** Begin Records provided **
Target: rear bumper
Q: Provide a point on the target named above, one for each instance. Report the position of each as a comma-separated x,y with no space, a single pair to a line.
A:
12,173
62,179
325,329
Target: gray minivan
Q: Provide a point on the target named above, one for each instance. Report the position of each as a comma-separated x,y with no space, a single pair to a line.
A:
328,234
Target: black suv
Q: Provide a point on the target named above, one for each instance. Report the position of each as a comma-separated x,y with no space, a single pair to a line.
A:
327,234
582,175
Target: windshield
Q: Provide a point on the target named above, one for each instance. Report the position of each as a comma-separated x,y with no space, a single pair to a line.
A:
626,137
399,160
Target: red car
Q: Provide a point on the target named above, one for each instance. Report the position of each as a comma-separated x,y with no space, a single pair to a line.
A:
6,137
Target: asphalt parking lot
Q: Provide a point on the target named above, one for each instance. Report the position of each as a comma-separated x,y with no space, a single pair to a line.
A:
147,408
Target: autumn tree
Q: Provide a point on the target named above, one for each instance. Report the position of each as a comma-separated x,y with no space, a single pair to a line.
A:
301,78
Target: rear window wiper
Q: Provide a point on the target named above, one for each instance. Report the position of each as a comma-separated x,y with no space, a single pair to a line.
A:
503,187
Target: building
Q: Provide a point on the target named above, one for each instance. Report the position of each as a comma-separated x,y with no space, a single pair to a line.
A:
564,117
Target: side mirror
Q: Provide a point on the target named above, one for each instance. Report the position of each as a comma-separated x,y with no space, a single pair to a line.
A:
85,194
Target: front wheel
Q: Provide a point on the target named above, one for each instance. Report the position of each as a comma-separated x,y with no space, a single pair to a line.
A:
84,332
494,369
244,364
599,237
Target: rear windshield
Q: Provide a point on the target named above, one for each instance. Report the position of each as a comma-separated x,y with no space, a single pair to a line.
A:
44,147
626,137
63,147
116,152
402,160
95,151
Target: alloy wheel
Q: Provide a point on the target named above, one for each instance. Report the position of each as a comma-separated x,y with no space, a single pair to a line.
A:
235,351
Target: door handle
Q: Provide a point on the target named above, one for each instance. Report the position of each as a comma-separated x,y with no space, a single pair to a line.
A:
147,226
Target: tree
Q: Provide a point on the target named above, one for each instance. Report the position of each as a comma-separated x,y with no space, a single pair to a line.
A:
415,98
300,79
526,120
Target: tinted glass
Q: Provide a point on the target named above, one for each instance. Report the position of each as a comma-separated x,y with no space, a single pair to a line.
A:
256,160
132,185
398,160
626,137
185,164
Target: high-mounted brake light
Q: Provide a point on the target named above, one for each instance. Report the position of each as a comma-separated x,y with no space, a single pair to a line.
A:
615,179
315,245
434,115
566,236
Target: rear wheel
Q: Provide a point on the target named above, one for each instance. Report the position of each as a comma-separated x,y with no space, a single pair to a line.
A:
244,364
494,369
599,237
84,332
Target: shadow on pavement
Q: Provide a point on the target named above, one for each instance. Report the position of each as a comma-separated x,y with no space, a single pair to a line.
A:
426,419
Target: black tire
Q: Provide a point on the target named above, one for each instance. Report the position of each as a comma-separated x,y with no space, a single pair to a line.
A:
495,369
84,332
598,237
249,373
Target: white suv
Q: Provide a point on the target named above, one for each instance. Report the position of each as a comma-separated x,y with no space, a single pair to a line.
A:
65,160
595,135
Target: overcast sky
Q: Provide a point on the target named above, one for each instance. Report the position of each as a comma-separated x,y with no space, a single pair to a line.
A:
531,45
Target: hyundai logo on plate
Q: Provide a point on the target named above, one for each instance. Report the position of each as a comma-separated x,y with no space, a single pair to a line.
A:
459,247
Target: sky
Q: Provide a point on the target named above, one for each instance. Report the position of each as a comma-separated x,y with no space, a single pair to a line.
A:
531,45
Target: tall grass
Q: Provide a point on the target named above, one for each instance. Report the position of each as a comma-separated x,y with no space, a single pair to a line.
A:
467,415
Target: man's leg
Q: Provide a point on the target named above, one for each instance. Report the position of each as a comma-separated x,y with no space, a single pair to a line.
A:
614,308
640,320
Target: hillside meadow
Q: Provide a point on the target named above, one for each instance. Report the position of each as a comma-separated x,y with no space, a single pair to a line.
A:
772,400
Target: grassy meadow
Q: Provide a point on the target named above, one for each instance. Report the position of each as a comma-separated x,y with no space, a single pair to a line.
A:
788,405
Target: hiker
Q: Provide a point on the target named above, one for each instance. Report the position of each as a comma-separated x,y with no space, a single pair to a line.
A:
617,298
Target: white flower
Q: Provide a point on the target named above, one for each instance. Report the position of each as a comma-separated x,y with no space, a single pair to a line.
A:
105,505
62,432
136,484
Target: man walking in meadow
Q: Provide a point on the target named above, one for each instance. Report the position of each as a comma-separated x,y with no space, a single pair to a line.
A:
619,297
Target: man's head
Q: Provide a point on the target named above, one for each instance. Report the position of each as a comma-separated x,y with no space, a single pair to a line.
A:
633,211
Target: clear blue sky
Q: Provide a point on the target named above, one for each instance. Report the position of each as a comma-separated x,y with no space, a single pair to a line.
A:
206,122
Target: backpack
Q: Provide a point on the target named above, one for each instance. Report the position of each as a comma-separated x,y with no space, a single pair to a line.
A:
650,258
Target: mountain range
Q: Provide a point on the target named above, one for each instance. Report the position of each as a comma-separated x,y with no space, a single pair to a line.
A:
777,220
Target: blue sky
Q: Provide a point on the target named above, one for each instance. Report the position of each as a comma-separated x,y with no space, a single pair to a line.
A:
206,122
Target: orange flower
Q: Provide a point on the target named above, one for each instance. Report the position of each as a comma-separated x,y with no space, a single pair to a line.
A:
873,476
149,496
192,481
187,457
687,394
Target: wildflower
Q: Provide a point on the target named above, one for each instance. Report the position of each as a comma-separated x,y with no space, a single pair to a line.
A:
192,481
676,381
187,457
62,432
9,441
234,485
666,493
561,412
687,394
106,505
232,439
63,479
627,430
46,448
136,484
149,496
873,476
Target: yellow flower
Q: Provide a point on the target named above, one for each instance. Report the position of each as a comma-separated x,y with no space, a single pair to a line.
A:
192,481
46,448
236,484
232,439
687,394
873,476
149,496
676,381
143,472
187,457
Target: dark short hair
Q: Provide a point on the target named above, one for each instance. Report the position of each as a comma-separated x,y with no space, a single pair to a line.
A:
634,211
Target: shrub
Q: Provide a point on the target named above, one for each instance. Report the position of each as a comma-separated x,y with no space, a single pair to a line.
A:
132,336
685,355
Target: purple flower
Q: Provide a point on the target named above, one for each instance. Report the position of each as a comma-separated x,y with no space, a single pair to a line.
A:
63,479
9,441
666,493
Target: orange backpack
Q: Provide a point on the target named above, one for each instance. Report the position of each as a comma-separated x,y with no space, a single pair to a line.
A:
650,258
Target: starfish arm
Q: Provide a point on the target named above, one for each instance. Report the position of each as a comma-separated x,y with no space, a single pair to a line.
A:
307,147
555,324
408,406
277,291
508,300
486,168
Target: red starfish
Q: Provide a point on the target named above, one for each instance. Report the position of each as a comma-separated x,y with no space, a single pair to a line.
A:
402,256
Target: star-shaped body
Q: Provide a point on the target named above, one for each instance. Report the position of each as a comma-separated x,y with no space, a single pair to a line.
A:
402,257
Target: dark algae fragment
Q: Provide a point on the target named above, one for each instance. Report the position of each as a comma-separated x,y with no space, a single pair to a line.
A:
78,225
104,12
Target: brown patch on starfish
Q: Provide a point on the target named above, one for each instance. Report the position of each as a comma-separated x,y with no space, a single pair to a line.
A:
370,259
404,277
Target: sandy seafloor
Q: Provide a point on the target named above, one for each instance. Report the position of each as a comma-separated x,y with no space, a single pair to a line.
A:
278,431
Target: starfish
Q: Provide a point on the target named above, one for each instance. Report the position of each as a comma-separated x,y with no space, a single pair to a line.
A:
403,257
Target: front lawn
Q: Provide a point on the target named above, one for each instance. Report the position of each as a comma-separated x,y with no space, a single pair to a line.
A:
** End Records provided **
What is required —
Repeat exactly, and only, the lines of the records above, starting with the line that contains "Target: orange backpack" and ending with the final line, both included.

Correct answer —
Target: orange backpack
Q: Provide a point on the target named above, one for each instance. Report the position of each as a comma-separated x,y with no space, a single pair to a line.
A:
650,258
Target: starfish arm
Q: Provide a point on the target named above, one for each instance. Report the position of each as a comma-separated x,y with no space, a single pair to a line.
A:
307,147
555,324
408,406
277,291
508,300
486,168
Target: red starfish
Q: Provide a point on the target named above, one for each instance. Report the position of each as a comma-separated x,y with no space, a single pair to a line.
A:
402,256
Target: star-shaped body
Q: Provide a point on the target named above, one for each instance. Report the position of each as a comma-separated x,y with no space, a single pair to a line.
A:
402,257
Target: dark algae fragment
Q: Provide a point on the target named above, one for each instance. Report the position of each as a comma-separated x,y with no space, a single pair to a line.
A:
78,225
104,12
Target: brown patch on starfish
Q: Provide a point on the target named above, one for each instance. Report the position of each as a comma-separated x,y with no space, a single pair to a line.
A:
370,259
404,277
Target: sandy seafloor
Q: Provide a point on the target named above, one for each instance. Report the position of each as a comma-separated x,y with no space, a single pair to a line.
A:
278,431
Target: starfish
Q: Provide a point on the target named above, one for each instance. Report the position of each as a comma-separated x,y with no space, a single pair to a line.
A:
403,257
Target: front lawn
Q: Provide a point on the target named above, one for each instance. Report the position of each as a comma-separated x,y with no space, a single pair to a line.
A:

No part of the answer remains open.